**SUPPLIED MATERIAL**

Segment Open

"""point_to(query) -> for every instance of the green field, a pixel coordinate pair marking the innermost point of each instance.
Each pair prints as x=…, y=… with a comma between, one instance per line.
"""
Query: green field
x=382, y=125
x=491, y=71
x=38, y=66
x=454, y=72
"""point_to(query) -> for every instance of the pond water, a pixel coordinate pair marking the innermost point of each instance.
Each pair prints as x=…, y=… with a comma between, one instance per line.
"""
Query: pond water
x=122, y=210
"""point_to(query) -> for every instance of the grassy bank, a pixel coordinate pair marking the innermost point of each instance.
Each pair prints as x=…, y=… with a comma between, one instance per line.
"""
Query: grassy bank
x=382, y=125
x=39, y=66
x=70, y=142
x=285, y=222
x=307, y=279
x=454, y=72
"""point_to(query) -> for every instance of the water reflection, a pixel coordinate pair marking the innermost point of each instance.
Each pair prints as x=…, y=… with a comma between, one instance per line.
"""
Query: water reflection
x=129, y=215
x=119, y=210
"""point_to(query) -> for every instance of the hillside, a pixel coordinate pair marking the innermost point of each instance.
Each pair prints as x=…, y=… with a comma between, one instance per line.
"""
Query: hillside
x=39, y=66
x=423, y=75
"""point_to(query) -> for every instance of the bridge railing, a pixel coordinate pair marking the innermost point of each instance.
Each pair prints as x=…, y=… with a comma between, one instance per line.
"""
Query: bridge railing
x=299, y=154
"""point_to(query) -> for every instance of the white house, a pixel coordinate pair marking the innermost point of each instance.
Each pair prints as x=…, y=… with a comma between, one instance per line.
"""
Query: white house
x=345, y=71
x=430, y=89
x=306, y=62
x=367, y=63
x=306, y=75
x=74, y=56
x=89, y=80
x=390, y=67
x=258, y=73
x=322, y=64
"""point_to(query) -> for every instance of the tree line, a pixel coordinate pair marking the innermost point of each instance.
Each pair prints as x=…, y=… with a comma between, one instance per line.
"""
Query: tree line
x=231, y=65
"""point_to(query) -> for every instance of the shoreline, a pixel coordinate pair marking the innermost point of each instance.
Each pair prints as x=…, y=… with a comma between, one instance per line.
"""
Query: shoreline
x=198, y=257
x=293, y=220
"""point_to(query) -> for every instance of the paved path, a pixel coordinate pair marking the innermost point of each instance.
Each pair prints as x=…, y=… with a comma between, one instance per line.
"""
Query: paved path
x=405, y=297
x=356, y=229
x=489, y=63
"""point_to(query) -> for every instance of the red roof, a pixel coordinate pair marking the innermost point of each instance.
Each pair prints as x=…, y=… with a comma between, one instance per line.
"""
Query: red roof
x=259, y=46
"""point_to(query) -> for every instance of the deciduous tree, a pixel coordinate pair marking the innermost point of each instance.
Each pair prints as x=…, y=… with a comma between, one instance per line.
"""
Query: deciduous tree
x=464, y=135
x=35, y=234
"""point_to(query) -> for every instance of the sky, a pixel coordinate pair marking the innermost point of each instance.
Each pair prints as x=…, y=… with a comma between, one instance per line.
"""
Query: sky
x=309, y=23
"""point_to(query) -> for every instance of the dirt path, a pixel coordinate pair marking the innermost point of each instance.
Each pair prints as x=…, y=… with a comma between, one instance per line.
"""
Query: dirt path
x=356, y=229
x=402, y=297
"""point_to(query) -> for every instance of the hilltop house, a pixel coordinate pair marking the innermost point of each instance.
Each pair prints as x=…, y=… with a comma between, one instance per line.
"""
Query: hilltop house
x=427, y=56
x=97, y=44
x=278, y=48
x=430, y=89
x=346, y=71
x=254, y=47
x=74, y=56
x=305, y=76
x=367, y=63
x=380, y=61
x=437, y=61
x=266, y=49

Segment Closed
Segment Open

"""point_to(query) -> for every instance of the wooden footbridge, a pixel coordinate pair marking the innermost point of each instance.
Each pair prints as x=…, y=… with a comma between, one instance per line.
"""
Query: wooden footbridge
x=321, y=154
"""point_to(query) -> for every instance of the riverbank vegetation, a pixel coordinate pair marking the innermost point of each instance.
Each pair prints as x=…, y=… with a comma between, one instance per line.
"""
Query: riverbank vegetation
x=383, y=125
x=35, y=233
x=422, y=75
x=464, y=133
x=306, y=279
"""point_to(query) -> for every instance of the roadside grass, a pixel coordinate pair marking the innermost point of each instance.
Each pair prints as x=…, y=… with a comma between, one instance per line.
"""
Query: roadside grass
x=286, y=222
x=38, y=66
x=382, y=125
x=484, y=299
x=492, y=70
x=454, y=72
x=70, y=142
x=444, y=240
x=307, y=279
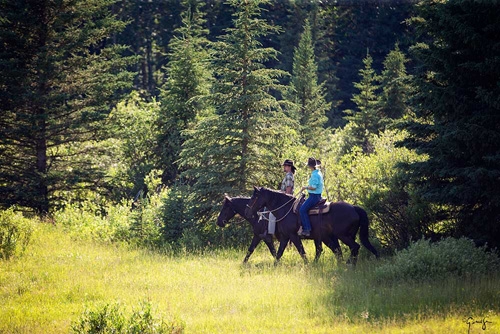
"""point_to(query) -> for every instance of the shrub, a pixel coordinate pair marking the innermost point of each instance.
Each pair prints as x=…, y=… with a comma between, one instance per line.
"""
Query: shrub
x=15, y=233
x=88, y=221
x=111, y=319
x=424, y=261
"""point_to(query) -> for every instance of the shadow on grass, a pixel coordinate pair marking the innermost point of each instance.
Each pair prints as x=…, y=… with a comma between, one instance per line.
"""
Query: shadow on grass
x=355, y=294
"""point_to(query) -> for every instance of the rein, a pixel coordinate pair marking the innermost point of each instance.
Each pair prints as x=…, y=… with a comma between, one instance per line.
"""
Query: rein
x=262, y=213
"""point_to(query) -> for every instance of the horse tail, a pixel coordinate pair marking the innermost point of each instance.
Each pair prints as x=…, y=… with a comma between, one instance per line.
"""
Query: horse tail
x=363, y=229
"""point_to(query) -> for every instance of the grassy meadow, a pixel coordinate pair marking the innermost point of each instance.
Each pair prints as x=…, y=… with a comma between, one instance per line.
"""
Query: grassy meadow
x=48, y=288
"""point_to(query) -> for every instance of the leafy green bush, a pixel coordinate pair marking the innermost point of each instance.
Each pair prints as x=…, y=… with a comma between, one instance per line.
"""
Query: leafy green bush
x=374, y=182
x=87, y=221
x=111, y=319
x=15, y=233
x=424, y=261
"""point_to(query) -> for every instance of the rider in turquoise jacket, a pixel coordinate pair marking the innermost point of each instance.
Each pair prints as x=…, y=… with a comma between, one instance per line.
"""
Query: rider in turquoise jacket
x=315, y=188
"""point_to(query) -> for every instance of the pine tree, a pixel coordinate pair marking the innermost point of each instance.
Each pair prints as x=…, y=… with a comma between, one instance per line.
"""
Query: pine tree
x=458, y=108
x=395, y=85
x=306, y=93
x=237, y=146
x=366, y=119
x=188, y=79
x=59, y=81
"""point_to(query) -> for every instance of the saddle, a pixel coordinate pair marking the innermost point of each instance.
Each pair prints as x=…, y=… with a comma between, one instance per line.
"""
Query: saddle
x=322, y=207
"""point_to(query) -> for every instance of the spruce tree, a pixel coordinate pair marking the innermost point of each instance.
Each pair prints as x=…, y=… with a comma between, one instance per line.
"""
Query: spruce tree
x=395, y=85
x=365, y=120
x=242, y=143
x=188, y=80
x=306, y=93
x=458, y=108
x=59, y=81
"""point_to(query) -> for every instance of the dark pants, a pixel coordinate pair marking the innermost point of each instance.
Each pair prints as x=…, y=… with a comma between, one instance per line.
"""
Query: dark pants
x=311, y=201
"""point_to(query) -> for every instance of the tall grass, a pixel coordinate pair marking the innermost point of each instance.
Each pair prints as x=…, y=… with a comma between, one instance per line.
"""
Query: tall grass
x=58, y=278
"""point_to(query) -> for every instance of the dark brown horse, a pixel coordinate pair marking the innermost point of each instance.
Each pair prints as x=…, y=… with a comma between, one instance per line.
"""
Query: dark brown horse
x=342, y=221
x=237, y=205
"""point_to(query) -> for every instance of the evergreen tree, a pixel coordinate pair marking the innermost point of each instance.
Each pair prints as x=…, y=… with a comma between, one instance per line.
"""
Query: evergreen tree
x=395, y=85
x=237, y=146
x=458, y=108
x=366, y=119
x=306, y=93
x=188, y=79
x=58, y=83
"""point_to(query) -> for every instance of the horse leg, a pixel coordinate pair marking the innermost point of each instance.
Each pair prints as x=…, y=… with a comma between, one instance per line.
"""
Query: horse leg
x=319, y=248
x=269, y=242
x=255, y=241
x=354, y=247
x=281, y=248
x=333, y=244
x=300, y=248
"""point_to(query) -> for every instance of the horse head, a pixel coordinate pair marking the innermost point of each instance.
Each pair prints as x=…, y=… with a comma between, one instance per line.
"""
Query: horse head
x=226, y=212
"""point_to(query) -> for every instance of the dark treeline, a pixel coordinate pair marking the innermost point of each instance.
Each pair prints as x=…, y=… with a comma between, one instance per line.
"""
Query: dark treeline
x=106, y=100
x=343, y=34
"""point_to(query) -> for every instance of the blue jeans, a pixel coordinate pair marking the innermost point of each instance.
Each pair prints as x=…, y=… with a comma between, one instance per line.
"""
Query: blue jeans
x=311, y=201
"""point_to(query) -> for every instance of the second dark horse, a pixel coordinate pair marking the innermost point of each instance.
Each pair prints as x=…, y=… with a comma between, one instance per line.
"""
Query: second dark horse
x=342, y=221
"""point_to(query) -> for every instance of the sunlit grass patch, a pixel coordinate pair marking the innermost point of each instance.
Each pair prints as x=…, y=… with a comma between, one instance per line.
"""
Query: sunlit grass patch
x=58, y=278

Segment Closed
Segment Open

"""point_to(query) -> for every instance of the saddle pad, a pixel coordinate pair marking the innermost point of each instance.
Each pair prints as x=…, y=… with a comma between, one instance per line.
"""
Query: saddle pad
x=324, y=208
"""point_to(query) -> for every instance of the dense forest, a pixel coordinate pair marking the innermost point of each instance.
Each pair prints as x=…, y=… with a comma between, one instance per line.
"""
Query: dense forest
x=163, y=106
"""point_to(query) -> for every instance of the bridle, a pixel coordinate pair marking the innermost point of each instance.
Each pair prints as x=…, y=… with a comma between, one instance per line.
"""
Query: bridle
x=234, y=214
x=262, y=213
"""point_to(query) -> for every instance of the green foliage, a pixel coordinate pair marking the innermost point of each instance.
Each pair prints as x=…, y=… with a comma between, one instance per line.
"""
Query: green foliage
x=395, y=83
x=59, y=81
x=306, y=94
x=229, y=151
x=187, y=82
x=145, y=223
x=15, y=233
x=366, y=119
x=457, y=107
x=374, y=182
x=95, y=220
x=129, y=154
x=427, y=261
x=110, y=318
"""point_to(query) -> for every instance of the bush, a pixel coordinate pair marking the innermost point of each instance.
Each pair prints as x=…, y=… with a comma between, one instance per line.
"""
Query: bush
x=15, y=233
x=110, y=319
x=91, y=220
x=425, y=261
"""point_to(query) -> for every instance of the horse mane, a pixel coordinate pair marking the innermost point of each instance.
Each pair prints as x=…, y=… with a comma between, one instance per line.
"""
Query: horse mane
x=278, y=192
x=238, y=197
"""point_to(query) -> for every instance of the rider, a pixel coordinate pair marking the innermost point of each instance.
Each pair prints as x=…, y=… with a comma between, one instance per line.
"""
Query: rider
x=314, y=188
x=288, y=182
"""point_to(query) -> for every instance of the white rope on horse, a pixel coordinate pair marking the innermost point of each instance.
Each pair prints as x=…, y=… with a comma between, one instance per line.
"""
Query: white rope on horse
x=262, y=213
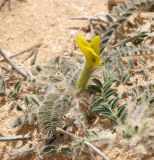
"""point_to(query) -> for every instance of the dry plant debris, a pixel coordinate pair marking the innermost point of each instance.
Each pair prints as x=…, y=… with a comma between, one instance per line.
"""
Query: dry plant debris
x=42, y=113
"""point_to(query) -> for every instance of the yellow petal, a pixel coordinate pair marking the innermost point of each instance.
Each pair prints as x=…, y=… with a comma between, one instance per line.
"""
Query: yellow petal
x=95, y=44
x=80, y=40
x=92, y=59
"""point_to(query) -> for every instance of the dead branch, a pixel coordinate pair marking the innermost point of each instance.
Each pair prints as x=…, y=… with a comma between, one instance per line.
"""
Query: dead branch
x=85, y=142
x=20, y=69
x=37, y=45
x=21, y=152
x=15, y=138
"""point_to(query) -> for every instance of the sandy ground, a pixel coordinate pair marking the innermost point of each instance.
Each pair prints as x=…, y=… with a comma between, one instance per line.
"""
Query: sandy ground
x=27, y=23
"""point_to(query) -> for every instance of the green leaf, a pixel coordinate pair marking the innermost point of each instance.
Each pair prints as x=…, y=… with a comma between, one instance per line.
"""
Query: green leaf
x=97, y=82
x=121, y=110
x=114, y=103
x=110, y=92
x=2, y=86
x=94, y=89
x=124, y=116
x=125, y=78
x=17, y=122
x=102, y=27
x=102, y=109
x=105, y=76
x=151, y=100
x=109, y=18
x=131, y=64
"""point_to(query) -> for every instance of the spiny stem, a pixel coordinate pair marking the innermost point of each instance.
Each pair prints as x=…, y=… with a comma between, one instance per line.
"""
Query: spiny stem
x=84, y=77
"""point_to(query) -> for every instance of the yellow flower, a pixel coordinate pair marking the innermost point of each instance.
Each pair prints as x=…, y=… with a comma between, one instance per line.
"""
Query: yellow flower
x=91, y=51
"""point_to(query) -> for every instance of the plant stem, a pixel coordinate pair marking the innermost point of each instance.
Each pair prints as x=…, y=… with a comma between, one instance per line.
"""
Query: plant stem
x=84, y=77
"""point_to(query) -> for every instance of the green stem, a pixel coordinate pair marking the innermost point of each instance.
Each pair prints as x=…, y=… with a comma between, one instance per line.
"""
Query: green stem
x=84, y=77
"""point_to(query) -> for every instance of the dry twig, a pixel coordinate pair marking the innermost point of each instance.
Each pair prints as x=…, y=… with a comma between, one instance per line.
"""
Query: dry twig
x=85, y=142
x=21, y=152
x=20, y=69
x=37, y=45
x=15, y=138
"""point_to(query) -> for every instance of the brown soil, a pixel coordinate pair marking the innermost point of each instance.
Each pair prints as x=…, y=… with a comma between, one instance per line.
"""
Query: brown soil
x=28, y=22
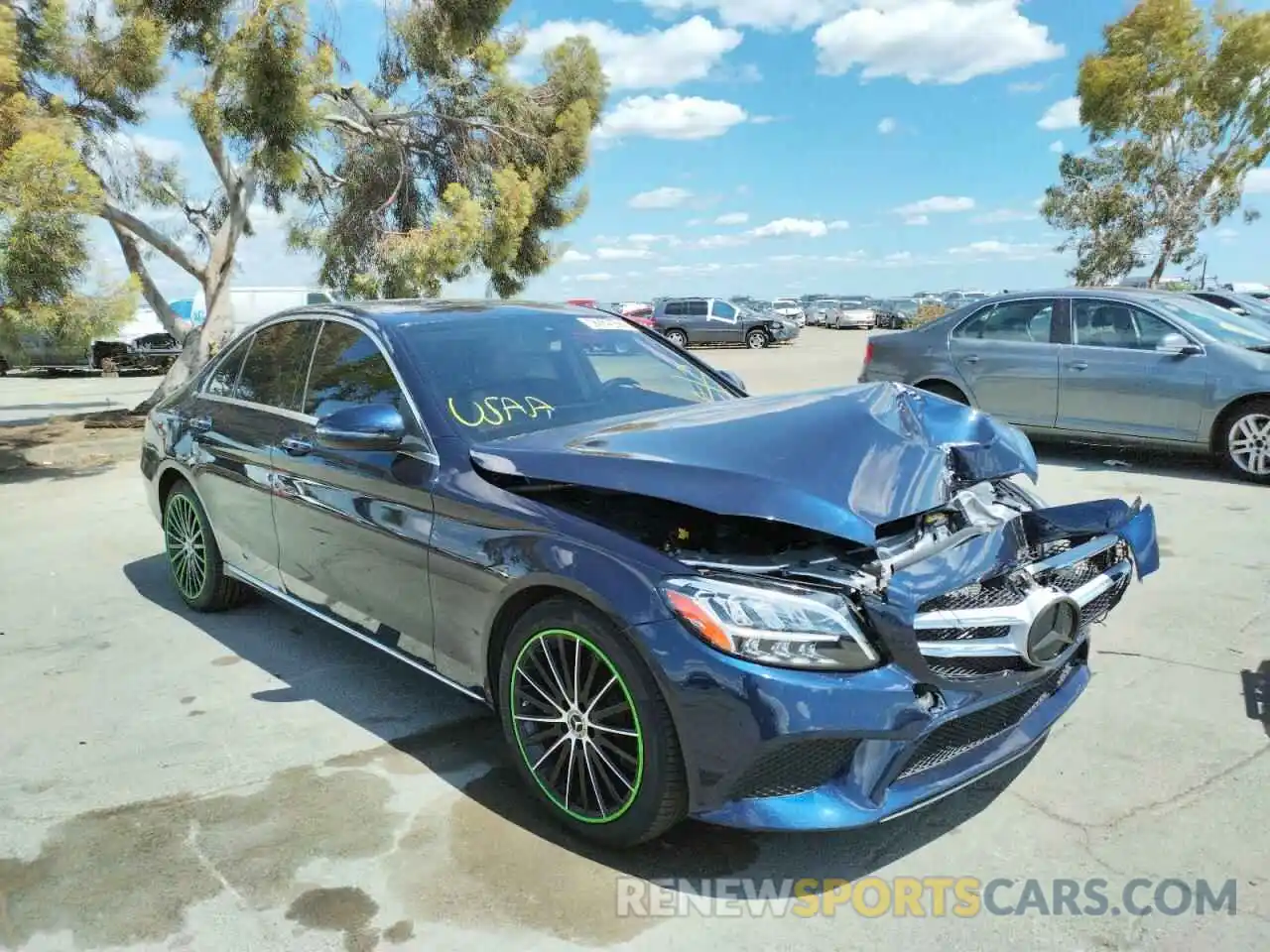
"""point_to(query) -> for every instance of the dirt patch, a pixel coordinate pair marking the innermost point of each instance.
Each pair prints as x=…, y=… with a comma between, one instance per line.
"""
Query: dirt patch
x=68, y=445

Segment Closed

**EXERCISE DESCRIPTION**
Please give an exact copy of the entries above, from the line with "dry twig, a" down to the line with "of the brown", inclusive, and nothing else.

**TASK RESULT**
"""point_to(query) -> for every instance of the dry twig, a pixel coordinate pair marking the innermost point of each instance.
Each pair prints as x=…, y=… with a comma between, one instance per line.
"""
Query: dry twig
x=85, y=142
x=21, y=152
x=20, y=69
x=37, y=45
x=15, y=138
"""point_to(query) -> for every instance of the brown soil, a pixel coordinate pair marking the innermost point of each instance.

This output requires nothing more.